**What to work on:**
Give all of the material below as a Markdown table with the columns Row and Line, one numbered row per line. Omit blank lines and the pictures.

**Location identification items:**

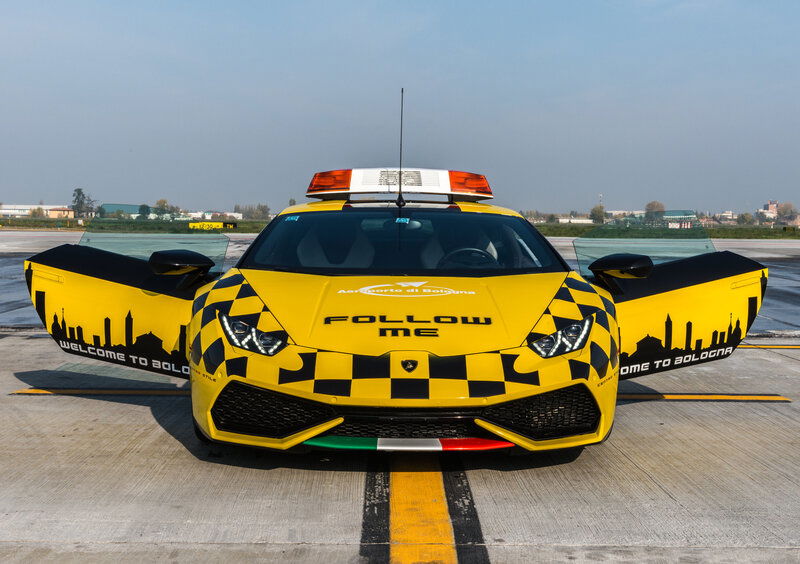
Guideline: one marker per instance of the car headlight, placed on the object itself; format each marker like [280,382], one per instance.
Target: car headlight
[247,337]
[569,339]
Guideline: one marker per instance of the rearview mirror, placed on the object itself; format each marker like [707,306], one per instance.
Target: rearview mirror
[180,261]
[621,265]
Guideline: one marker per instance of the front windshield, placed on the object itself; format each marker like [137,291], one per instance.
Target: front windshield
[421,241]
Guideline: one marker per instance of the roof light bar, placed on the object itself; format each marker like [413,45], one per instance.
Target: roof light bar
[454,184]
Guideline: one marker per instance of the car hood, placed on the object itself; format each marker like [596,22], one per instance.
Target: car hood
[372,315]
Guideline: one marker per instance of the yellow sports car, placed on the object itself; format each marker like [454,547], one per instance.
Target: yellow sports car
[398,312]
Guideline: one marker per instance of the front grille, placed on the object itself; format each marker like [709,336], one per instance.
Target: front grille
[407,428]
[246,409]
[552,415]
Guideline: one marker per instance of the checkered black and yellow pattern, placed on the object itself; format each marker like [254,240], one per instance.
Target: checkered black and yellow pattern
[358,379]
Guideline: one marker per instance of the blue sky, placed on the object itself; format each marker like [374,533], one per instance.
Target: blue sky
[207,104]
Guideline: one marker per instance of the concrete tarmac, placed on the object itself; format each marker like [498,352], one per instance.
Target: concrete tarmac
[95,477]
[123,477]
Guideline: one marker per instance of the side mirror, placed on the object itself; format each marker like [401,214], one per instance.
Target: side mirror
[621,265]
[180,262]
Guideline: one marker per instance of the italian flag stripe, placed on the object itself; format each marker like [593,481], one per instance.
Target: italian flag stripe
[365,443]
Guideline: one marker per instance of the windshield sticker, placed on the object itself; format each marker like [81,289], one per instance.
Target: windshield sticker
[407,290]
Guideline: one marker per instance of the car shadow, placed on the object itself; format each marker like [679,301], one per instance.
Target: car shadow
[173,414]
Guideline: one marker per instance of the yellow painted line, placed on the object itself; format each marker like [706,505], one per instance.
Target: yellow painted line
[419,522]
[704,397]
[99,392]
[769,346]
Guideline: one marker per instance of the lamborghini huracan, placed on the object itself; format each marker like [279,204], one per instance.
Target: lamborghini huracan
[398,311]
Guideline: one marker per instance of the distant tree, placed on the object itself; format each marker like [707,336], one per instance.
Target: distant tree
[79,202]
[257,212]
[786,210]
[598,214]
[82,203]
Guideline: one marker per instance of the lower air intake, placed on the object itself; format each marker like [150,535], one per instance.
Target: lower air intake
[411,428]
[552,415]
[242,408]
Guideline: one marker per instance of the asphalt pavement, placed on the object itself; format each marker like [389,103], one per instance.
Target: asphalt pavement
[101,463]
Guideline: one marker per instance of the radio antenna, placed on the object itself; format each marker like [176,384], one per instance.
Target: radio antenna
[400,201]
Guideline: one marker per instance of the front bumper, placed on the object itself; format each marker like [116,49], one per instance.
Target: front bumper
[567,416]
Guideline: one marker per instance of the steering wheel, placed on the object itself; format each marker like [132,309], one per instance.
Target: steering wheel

**Right answer:**
| Row | Line |
|---|---|
| 1 | Guideline: one marker per instance of the car headlight, placed on the object itself; format each marker like [280,382], one per instance. |
| 2 | Target: car headlight |
| 3 | [247,337] |
| 4 | [569,339] |
| 5 | Guideline: one marker per instance of the rearview mirror, placed on the object itself; format each marker like [707,306], one per instance. |
| 6 | Target: rearview mirror |
| 7 | [180,261] |
| 8 | [621,265] |
| 9 | Guideline: one marker per instance of the front windshield, placed on the object itself; format each marker like [137,291], one per instance. |
| 10 | Target: front windshield |
| 11 | [421,241] |
| 12 | Guideline: one marker per instance of the roof light bar, placed on the object itself; format each marker like [413,45], one per instance. |
| 13 | Target: roof light bar |
| 14 | [454,184] |
| 15 | Guideline: one marker per instance of the car hood, placed on the object itself; format each marker like [596,22], one per instance. |
| 16 | Target: car hood |
| 17 | [372,315] |
| 18 | Guideline: one marker per instance of the yellow sports car, placed on the object itself; format each marker like [454,547], one per instance. |
| 19 | Target: yellow sports car |
| 20 | [398,312] |
| 21 | Guideline: one marker per instance of the front grille, placed on the object itself; format each marker like [709,336], one per instance. |
| 22 | Target: front grille |
| 23 | [407,428] |
| 24 | [246,409] |
| 25 | [552,415] |
| 26 | Guideline: one marker per instance of the checkered black and yellow pattern, placed on the object itself; format each marker like [254,240], one per instance. |
| 27 | Target: checkered black and yellow pattern |
| 28 | [358,379] |
| 29 | Guideline: one marker per instance of the blue sky, placed on the object itself; format each marker like [374,533], one per instance. |
| 30 | Target: blue sky |
| 31 | [207,104] |
| 32 | Guideline: one marker per instance of the concrete tarmac, placed on the object itself; format each marker like [498,352], one per instance. |
| 33 | Target: concrete tarmac |
| 34 | [95,477] |
| 35 | [123,477] |
| 36 | Guideline: one marker per instance of the side mirror, placed on the object itself; format each marker like [401,214], one per instance. |
| 37 | Target: side mirror |
| 38 | [621,265] |
| 39 | [180,262] |
| 40 | Guideline: one marker per instance of the italian flag stripe, placed on the object itself; format each marker like [593,481], one per instance. |
| 41 | Target: italian flag stripe |
| 42 | [365,443] |
| 43 | Guideline: one marker per instance of the windshield sticker, placed on the object itself; format each marker like [81,289], one per instance. |
| 44 | Target: windshield sticker |
| 45 | [407,290] |
| 46 | Guideline: one marker per instance of the car shadow, placed on the object itself; format each marker like [679,301], one per instance. |
| 47 | Target: car shadow |
| 48 | [173,414] |
| 49 | Guideline: one marker per instance of the yellow painted line, placed on the object itself; format each marker like [706,505], one per instance. |
| 50 | Target: yellow painted line |
| 51 | [419,522] |
| 52 | [704,397] |
| 53 | [99,392] |
| 54 | [769,346] |
| 55 | Guideline: one marker per instance of the lamborghini huracan, placed on the object itself; format each marker like [279,204], one per instance. |
| 56 | Target: lamborghini huracan |
| 57 | [398,311] |
| 58 | Guideline: one marker per instance of the distant tree, placed on the object itself; format each marker like [707,336], one per instance. |
| 59 | Target: distant tree |
| 60 | [79,202] |
| 61 | [257,212] |
| 62 | [786,210] |
| 63 | [598,214] |
| 64 | [82,203] |
| 65 | Guideline: one marker per instance of the lower air intake, placed on the object itself; format each marker like [150,535], one per instance. |
| 66 | Target: lower air intake |
| 67 | [411,428] |
| 68 | [552,415] |
| 69 | [242,408] |
| 70 | Guideline: one marker per instance of the asphalt pavement, placed on the object itself; format each marker like [389,103], one per instance. |
| 71 | Target: asphalt pavement |
| 72 | [101,463] |
| 73 | Guideline: one marker per instance of the radio antenna, placed on the object itself; format each marker like [176,384], one per instance. |
| 74 | Target: radio antenna |
| 75 | [400,201] |
| 76 | Guideline: one marker per instance of the front bumper, placed on the object itself; format each marker like [116,49], one per instance. |
| 77 | Target: front bumper |
| 78 | [567,416] |
| 79 | Guideline: one marker per instance of the steering wheel, placed on the object itself; format each marker like [132,309], one per instance. |
| 80 | Target: steering wheel |